## Start SUPPLIED RECORDS

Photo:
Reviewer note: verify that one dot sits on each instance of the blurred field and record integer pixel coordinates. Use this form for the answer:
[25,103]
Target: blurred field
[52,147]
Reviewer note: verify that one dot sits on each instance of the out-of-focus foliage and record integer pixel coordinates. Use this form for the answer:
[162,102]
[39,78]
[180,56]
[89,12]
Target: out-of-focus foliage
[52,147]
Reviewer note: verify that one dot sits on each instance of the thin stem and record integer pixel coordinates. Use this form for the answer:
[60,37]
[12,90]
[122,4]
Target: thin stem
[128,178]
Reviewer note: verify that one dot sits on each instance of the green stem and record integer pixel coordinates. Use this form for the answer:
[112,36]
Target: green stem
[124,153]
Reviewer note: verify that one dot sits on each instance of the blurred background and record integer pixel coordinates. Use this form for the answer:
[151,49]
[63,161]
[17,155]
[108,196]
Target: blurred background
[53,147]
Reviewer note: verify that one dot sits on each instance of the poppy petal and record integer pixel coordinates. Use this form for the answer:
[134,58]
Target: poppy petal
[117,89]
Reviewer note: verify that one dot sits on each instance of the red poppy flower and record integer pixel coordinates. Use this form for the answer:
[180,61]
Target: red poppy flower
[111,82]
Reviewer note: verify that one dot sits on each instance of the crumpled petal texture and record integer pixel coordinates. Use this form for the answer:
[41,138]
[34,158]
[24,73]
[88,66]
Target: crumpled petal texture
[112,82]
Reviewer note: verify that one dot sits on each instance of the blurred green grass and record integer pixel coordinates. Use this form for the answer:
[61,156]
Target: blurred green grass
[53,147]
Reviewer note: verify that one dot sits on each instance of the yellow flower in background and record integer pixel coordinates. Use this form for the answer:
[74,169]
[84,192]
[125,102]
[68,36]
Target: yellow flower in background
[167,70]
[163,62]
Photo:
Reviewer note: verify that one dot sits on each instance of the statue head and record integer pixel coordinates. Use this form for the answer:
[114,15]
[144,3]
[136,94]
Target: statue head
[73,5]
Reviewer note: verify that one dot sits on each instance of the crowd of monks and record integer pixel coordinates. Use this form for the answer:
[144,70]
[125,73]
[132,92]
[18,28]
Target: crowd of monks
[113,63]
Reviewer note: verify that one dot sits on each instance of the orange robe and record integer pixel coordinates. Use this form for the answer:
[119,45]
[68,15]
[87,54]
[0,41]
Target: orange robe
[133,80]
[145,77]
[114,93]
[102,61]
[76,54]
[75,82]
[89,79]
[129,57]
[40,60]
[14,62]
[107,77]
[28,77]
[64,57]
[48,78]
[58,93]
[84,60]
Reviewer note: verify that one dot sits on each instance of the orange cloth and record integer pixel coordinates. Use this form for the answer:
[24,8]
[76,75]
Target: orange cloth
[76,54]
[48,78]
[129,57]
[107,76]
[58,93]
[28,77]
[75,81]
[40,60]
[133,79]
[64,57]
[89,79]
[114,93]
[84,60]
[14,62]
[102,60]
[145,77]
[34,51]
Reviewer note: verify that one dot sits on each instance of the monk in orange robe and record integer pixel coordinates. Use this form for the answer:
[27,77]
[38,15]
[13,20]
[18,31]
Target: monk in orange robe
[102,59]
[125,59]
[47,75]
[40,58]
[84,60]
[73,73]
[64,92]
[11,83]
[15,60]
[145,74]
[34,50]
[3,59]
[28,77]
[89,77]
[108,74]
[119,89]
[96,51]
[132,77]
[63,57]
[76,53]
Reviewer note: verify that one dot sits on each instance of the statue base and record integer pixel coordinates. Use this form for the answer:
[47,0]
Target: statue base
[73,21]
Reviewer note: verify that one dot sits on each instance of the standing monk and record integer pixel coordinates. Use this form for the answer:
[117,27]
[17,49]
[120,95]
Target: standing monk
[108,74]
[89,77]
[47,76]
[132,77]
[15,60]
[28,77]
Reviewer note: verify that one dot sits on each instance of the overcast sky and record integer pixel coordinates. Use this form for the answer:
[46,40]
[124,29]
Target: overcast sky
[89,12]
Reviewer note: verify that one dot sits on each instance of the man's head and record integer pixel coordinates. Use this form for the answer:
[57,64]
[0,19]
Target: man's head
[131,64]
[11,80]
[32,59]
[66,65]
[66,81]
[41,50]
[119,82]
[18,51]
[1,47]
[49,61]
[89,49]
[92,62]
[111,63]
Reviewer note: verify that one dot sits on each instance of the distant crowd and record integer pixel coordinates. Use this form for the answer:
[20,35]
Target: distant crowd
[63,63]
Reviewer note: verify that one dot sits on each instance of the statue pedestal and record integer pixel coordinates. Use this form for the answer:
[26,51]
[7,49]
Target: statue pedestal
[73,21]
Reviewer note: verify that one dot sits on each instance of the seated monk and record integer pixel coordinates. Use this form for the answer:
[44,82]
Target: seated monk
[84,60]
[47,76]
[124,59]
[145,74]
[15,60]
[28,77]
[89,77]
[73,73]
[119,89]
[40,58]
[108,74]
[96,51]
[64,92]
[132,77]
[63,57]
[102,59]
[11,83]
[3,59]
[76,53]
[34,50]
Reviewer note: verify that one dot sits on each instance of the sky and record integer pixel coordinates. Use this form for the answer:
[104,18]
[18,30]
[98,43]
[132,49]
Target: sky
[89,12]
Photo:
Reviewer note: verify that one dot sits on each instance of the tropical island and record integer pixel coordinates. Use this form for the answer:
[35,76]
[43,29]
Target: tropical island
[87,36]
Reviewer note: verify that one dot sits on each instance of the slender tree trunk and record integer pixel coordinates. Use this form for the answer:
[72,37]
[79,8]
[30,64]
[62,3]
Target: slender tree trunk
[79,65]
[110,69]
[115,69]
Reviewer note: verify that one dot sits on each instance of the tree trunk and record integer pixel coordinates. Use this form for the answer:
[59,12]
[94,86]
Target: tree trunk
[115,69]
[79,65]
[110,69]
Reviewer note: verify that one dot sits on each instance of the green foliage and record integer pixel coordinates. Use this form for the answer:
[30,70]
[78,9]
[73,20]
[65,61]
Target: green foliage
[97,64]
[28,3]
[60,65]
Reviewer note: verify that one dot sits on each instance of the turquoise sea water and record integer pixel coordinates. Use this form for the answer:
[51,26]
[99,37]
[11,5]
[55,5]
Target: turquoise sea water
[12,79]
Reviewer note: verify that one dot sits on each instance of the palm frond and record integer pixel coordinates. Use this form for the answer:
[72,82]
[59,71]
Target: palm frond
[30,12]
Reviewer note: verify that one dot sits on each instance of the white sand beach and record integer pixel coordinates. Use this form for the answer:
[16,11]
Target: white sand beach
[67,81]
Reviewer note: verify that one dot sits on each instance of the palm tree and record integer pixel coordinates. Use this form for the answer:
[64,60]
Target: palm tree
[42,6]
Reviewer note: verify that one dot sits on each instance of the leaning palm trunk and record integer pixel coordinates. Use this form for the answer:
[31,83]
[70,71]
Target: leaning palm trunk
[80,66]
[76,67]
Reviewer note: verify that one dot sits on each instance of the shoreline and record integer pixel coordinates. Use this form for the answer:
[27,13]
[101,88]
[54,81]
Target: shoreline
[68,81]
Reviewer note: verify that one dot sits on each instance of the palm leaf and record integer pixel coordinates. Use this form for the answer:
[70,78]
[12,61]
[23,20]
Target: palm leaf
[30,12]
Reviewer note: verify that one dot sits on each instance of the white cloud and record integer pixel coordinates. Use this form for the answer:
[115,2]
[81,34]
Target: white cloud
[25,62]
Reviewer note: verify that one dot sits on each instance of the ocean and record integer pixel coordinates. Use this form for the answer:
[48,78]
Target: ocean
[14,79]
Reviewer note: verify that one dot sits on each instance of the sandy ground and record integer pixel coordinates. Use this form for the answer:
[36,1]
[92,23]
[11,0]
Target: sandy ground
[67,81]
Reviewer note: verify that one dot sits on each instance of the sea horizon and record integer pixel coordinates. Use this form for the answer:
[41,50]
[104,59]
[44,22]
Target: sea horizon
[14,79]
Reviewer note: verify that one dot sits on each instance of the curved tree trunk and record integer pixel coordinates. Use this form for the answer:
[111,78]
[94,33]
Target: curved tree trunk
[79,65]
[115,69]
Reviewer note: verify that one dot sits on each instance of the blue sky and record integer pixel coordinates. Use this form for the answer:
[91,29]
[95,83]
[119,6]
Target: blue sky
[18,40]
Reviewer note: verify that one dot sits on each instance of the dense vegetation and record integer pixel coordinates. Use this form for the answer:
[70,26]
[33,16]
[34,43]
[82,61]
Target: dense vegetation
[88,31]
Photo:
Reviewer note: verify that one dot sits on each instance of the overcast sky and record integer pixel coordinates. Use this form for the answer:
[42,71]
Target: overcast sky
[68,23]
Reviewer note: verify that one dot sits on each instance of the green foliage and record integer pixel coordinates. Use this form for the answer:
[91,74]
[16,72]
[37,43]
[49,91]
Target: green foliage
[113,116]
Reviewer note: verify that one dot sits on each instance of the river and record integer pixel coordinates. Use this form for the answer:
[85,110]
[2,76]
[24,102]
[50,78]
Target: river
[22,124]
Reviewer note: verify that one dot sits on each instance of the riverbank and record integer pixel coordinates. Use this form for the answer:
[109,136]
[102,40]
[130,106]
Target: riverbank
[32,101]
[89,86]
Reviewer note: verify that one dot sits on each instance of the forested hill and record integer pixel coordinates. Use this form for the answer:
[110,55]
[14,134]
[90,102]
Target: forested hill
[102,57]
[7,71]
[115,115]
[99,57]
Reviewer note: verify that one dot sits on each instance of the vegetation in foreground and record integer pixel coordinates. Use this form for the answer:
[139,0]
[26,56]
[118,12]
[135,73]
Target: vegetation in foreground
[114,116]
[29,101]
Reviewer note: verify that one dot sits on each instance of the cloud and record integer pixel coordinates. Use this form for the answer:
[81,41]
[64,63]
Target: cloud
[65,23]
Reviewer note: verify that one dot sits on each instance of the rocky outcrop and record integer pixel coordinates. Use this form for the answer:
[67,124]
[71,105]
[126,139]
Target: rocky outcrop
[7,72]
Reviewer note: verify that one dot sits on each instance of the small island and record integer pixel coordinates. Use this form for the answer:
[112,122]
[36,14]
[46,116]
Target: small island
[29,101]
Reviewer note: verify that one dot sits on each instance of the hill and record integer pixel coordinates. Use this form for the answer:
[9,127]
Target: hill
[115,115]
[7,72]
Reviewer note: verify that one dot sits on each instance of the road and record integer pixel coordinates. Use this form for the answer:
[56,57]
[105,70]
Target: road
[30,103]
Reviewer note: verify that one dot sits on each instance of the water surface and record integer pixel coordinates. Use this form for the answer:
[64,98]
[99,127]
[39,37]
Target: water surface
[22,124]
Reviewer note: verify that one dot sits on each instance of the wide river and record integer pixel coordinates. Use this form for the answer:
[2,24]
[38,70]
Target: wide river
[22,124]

## End SUPPLIED RECORDS

> _THE PROBLEM_
Rewrite the stretch from the line containing "of the water" through the end of the material, putting "broad river" wherever "wide river" appears and leaving everything else unchanged.

> _RESULT OF THE EXERCISE_
Reviewer note: verify that one dot sits on each instance of the water surface and record integer pixel coordinates. Use this form for the answer:
[64,98]
[99,127]
[39,37]
Target: water surface
[22,124]
Reviewer note: verify that one dot sits on each instance of the broad river and record integer pixel coordinates. Use this form for the answer:
[2,24]
[38,70]
Target: broad river
[22,124]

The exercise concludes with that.